Kaila Barreto: Batalhas de rap, slam, teatro, dança, arte no geral, sempre foram vistas por mim como uma ferramenta de transmitir mensagens que tocam o outro de uma outra forma diferente da fala propriamente dita. Com o rap não foi diferente, vejo nas batalhas um momento de discutir, expor e contrapor ideias acerca do que atravessa a vida das pessoas na sociedade em que vivemos. Não houve uma escolha, diria que fui “magnetizada” pelo rap, por estar alinhada com sua essência e propósito.
Multiciência:
De que forma a música é um reflexo e uma necessidade da sua existência?
Kaila Barreto: Acredito que a composição sempre reflete o seu autor. É necessário sentir para compor, e se sentimos, é porque existimos. Logo, todas as minhas músicas são carregadas de sentimento, que refletem na escolha do estilo, na letra em si, bem como na interpretação.
Multiciência:
Houve algum receio ou dificuldade sendo uma artista trans e negra no interior
da Bahia?
Kaila Barreto: Sim, sempre. Acho que essa questão é tão enraizada a ponto de não existir nada de mercado para esse público neste segmento. Já o receio, ele sempre permeia, levando a gatilhos e inseguranças, inclusive no mundo profissional. É difícil se sentir acolhida por uma cena em que você não esteja acostumada a ver pessoas como você. Mas, sempre tive uma boa rede de afetos a quem recorria e me sentia fortalecida para me expressar de forma autônoma.
Multiciência: Sua música “Falta Amor” representa mais um momento de resistência e autocuidado ou de denúncia?
Kaila Barreto: “Falta Amor” foi minha primeira música e ela é um símbolo de resistência e autocuidado. Sim, é uma voz dizendo que existe, que está ali, que precisa de atenção e cuidado. Não só autocuidado, mas que acontecem coisas reais que atravessam a vida de pessoas como eu e que não podem ser invisibilizadas. A música também é uma forma de denúncia, isso se expressa em alguns versos e no videoclipe, quando logo no início trago uma manchete acerca do assassinato de Rosinha do beco, mulher trans seabrense.
VÍDEO DO CLIPE “FALTA
AMOR”
( https://www.youtube.com/watch?v=lcG0BHUcG7Q )
Multiciência: A Chapada Diamantina é o cenário dos seus videoclipes, tanto na cidade quanto na natureza, essa imagem é pensada? Conte um pouco sobre a produção audiovisual
Kaila Barreto: Minha produção audiovisual reflete minha realidade, de onde sou e o que gosto de fazer. Em “Falta amor”, são explorados locais de memória afetiva, nas quais vivi grande parte da minha vida. Em “Natureza mística”, tive a experiência de gravar no Mucugezinho, local que também adoro e buscava retratar esses momentos terapêuticos que o rio proporciona. Assim como Jandira, palco de diversos momentos felizes que vivi com meus amigos.

□ □ □ □ □ □ □

Tarefa proposta A
Segundo a entrevista com Kaila Barreto, em que local ela gravou “Natureza mística”?
Tarefa proposta B
Transcreva da entrevista com Kaila Barreto o trecho que vai de “Multiciência: Sua música” até “mulher trans seabrense.”.
Tarefa proposta C
Dê a continuação da entrevista com Kaila Barreto a partir da última frase apresentada.

□ □ □ □ □ □ □

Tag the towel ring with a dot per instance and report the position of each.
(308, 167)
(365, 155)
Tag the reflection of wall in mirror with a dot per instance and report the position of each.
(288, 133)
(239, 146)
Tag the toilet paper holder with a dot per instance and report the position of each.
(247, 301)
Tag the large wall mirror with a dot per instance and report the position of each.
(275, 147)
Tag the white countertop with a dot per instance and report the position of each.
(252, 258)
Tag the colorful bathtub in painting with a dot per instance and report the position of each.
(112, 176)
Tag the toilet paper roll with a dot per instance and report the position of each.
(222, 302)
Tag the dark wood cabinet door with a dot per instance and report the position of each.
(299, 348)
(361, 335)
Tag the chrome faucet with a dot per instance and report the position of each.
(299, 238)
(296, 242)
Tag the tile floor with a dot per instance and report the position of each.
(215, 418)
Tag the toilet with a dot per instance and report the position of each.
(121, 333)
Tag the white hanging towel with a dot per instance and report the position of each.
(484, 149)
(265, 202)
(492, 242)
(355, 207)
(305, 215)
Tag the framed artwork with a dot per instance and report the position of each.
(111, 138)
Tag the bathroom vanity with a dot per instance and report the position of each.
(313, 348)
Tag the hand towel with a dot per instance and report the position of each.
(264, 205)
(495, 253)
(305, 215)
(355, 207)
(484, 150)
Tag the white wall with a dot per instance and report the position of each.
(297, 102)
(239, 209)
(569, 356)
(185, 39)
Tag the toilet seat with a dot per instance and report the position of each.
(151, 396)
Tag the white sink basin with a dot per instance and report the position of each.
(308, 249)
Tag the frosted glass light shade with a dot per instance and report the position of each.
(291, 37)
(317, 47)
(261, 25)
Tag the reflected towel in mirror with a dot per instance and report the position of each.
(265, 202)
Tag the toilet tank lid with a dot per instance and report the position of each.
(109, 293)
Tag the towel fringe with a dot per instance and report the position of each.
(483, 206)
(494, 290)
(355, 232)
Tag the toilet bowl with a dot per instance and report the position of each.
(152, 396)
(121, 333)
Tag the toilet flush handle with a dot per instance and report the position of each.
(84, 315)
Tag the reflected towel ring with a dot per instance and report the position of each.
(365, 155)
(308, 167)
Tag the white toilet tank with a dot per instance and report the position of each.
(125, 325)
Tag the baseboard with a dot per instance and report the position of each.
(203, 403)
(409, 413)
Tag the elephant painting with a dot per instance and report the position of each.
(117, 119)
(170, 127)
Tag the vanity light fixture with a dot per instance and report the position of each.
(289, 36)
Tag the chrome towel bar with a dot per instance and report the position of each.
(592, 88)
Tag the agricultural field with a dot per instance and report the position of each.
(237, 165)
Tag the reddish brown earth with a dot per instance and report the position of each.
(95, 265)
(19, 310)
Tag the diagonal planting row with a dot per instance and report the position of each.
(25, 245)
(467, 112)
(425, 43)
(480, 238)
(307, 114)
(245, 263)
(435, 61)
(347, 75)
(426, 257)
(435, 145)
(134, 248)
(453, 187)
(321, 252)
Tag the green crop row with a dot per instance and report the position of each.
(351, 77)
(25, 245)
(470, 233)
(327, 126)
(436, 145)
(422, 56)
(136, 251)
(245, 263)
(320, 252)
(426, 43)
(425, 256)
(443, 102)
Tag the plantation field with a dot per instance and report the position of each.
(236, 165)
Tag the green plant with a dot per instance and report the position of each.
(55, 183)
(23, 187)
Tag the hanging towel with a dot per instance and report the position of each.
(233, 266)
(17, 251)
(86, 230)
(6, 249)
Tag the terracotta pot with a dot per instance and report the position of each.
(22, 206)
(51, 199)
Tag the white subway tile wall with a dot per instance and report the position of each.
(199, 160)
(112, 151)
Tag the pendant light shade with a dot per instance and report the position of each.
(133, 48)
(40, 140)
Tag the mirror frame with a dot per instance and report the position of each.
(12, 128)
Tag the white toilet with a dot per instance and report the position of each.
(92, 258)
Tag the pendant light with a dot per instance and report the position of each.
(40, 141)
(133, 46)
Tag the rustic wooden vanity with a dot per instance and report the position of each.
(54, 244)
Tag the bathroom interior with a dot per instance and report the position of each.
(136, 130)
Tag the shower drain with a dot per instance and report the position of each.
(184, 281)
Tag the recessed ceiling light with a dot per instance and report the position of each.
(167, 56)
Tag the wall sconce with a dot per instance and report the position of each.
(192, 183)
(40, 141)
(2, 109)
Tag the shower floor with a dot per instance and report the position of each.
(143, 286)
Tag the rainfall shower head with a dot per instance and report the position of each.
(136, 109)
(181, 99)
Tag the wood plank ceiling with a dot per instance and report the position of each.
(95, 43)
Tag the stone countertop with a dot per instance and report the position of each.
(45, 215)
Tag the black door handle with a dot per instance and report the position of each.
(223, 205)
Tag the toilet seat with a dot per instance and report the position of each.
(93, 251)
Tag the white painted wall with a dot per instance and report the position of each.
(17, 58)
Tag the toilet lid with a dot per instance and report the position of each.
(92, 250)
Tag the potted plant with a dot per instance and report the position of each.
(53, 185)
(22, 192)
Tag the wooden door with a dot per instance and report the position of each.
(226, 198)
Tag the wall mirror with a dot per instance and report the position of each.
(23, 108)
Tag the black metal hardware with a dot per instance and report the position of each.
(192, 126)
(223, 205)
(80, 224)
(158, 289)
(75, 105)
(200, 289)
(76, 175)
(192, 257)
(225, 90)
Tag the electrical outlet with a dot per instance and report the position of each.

□ □ □ □ □ □ □

Resposta do exercício A
No Mucugezinho.

Resposta do exercício B
Multiciência: Sua música “Falta Amor” representa mais um momento de resistência e autocuidado ou de denúncia?
Kaila Barreto: “Falta Amor” foi minha primeira música e ela é um símbolo de resistência e autocuidado. Sim, é uma voz dizendo que existe, que está ali, que precisa de atenção e cuidado. Não só autocuidado, mas que acontecem coisas reais que atravessam a vida de pessoas como eu e que não podem ser invisibilizadas. A música também é uma forma de denúncia, isso se expressa em alguns versos e no videoclipe, quando logo no início trago uma manchete acerca do assassinato de Rosinha do beco, mulher trans seabrense.

Resposta do exercício C
Multiciência: Sua trajetória em se aceitar como mulher trans, em uma cidade pequena de um país tão transfóbico, foi permeada de medos e inseguranças?
Kaila Barreto: Sim, com certeza. Principalmente em relação à família, que é o principal processo, sempre. Não ter apoio das pessoas que te amam, protegem e vivem com você, isso causa medo, medo de decepcionar. No entanto, são coisas inevitáveis tendo em vista quem você é. Socialmente, pode ser perigoso e traumatizante, os olhares se voltam, parece que a pessoa se torna um alienígena, mas hoje o tempo ensina como lidar, a entender que as projeções das pessoas sobre você são coisas especificamente delas e que não somos responsáveis por isso.
Multiciência: Como está sendo estudar Medicina Veterinária na Universidade Federal do Recôncavo da Bahia - UFRB, que é um mundo totalmente diferente da arte e música, e ocupar a universidade também como mulher negra?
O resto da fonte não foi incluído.